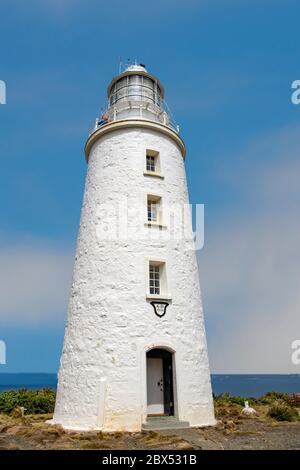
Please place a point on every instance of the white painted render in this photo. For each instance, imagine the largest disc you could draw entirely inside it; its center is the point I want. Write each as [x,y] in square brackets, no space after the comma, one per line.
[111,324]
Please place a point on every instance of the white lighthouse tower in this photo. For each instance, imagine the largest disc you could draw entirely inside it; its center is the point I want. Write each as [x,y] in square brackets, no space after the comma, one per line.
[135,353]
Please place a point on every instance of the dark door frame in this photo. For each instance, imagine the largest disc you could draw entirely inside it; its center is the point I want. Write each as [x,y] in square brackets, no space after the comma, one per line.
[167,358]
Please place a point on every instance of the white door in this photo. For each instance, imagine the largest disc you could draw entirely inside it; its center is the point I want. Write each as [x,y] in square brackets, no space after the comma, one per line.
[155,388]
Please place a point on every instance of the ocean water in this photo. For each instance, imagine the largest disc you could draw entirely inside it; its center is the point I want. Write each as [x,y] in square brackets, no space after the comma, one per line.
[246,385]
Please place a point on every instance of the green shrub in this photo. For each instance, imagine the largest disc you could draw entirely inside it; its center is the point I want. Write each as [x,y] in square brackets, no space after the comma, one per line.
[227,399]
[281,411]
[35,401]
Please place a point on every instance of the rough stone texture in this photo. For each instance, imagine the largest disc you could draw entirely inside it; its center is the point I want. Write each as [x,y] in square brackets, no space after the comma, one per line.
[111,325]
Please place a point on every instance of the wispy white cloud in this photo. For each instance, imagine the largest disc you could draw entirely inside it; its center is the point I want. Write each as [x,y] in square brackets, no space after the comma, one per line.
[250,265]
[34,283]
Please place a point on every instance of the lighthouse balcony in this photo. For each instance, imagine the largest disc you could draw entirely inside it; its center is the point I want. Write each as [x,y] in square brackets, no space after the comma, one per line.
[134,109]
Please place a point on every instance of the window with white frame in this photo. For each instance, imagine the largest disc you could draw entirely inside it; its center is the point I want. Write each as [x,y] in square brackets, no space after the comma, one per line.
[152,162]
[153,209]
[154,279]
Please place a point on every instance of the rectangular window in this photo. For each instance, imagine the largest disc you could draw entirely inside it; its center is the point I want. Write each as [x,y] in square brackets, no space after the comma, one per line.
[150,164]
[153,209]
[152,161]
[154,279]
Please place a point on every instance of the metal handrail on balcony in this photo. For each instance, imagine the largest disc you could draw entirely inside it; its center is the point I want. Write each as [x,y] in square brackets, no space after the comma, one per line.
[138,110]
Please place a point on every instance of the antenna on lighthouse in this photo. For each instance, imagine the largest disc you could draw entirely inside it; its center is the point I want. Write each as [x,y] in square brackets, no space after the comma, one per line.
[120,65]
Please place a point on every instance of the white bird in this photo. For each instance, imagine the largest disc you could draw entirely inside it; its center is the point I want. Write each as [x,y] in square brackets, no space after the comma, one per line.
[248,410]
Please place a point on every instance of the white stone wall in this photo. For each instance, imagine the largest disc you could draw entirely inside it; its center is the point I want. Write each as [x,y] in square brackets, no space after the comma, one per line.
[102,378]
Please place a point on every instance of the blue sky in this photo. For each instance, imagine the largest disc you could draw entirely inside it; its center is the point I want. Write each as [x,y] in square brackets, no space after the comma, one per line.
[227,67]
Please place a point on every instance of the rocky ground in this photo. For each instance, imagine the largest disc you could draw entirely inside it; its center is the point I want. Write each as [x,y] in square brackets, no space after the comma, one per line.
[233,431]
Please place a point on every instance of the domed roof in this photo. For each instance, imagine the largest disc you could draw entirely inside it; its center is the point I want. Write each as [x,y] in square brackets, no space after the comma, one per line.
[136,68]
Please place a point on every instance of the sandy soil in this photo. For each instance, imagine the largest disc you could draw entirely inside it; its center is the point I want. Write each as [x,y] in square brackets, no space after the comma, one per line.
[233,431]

□ □ □ □ □

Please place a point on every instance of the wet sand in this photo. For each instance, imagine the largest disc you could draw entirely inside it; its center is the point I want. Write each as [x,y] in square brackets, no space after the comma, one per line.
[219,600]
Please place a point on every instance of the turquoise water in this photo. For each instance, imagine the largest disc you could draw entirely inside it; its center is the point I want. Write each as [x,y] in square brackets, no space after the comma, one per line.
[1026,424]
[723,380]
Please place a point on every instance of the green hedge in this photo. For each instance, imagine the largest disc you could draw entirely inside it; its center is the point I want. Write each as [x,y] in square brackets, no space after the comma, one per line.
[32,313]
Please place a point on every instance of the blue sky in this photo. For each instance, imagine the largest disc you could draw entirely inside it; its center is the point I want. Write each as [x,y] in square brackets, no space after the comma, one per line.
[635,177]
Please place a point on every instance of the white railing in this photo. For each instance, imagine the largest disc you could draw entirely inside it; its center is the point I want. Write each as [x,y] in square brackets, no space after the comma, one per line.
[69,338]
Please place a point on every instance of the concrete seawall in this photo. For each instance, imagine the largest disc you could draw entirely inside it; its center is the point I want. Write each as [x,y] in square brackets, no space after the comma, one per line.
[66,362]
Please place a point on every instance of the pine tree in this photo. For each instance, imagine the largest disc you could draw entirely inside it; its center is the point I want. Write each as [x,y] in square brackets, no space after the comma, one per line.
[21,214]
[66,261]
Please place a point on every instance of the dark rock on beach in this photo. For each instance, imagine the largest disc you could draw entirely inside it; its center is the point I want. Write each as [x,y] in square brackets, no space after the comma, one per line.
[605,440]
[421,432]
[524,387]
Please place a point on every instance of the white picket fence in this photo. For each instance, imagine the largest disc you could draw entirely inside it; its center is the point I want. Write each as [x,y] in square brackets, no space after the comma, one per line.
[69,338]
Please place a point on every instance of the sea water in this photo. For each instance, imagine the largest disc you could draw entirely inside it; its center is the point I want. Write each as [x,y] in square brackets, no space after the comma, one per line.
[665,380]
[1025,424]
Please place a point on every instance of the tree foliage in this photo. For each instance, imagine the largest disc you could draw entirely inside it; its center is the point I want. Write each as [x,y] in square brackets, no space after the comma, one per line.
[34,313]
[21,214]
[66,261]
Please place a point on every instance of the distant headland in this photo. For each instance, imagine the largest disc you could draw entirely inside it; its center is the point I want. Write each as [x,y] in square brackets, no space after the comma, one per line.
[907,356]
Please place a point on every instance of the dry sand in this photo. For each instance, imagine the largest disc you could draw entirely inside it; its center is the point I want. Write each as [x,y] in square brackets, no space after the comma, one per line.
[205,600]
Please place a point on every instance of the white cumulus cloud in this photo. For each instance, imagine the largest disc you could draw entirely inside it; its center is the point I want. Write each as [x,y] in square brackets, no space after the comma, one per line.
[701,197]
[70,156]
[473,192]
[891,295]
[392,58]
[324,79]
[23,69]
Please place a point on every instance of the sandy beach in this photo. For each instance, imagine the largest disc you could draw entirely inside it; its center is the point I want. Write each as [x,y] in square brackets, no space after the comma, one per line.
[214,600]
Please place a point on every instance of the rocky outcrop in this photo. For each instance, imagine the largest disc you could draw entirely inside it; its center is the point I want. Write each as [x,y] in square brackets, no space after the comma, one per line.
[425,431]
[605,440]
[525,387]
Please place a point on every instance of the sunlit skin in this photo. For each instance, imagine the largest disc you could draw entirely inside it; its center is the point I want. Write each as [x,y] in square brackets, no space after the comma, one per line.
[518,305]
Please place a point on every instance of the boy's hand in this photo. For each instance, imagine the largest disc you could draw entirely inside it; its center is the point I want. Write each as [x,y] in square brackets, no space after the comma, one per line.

□ □ □ □ □

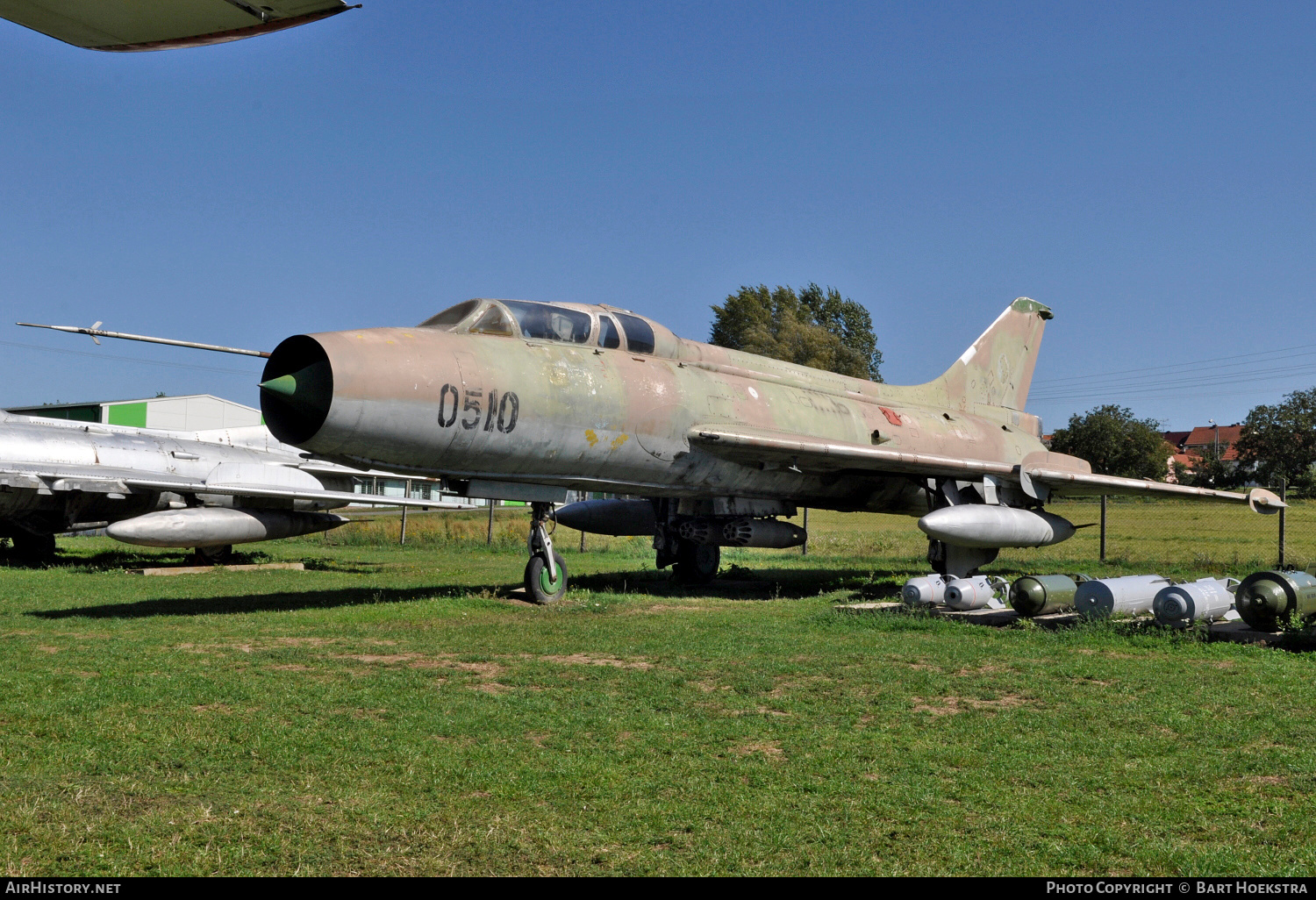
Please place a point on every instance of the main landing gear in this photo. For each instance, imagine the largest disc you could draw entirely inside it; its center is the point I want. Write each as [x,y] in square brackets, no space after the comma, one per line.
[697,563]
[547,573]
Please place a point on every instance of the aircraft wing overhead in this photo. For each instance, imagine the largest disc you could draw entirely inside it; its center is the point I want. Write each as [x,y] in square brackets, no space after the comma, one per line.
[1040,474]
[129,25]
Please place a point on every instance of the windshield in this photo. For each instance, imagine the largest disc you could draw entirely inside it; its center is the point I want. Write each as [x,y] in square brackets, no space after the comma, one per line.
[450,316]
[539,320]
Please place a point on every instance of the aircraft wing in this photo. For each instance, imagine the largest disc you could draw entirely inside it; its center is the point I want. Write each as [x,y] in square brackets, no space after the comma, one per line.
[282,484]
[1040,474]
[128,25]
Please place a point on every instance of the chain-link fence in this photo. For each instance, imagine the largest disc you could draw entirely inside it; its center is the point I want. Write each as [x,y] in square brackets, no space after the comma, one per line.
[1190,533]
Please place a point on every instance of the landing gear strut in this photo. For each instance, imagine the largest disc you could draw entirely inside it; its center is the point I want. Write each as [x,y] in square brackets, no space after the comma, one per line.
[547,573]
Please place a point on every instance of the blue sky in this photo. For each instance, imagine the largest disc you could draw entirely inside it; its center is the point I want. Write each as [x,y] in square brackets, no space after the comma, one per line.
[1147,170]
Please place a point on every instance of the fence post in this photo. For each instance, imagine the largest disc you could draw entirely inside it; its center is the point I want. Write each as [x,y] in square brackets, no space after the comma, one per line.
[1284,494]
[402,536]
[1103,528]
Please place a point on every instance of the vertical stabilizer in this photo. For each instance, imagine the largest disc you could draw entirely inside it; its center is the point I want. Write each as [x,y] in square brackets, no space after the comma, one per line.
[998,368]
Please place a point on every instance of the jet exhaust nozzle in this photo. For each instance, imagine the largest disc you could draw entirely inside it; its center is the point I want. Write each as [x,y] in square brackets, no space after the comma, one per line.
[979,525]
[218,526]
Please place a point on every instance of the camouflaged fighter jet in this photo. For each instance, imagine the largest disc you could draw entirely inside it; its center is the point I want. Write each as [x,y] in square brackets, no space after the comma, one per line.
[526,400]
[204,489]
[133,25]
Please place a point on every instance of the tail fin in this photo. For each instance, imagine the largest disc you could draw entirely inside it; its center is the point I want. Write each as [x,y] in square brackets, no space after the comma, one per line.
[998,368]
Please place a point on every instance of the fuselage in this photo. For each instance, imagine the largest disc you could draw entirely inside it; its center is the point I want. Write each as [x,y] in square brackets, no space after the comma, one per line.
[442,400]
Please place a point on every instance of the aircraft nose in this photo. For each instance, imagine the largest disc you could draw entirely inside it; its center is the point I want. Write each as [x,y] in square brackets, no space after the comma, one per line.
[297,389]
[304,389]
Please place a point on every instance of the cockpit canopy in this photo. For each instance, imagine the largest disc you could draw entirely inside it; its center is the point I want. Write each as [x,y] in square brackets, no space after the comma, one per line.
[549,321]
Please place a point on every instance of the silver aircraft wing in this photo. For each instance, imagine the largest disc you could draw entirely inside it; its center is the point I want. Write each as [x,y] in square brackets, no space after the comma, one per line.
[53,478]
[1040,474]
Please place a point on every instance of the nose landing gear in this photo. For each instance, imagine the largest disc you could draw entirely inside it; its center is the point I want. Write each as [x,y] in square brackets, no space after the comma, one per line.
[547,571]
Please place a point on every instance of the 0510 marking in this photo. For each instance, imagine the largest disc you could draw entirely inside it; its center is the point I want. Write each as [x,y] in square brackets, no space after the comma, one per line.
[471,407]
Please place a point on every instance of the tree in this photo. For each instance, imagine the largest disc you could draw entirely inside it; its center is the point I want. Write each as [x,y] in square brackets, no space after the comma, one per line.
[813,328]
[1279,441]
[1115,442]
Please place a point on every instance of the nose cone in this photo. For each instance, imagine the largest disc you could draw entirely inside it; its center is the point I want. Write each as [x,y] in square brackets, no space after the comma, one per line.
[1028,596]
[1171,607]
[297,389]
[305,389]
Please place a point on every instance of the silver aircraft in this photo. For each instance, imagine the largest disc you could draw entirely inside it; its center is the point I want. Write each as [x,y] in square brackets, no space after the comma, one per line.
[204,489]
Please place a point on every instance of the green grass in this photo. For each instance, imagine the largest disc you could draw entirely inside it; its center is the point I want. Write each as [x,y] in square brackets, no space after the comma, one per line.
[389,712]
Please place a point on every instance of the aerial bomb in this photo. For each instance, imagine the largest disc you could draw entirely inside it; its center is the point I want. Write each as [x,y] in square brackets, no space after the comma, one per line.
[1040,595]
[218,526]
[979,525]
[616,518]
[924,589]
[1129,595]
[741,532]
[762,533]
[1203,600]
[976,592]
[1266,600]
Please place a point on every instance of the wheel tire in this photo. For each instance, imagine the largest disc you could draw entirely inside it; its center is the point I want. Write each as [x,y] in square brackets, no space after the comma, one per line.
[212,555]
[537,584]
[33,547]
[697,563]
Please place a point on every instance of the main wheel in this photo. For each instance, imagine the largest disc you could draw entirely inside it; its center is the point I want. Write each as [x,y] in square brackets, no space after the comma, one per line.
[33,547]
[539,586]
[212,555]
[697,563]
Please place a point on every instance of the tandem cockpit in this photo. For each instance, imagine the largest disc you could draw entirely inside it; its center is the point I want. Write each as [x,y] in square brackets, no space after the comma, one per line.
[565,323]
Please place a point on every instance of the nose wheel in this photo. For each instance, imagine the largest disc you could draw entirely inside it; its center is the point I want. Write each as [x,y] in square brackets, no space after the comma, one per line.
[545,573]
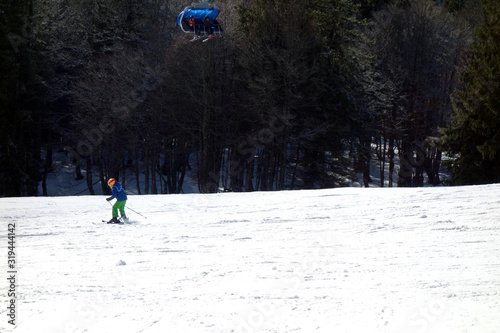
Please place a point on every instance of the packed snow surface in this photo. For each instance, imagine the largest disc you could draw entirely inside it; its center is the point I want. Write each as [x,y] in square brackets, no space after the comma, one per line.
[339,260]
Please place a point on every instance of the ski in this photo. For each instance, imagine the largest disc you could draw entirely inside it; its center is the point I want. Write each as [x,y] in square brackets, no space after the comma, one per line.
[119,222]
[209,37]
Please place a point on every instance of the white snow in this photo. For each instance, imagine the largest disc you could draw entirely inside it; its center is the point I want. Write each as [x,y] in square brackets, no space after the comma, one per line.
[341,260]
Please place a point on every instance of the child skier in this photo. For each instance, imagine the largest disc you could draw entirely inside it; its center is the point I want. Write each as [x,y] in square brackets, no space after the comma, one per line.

□ □ □ □ □

> **WRITTEN TASK**
Count the lines in the rows above that contain the word "tree", and reply with the number alone.

> **EXERCISE OUTPUT**
3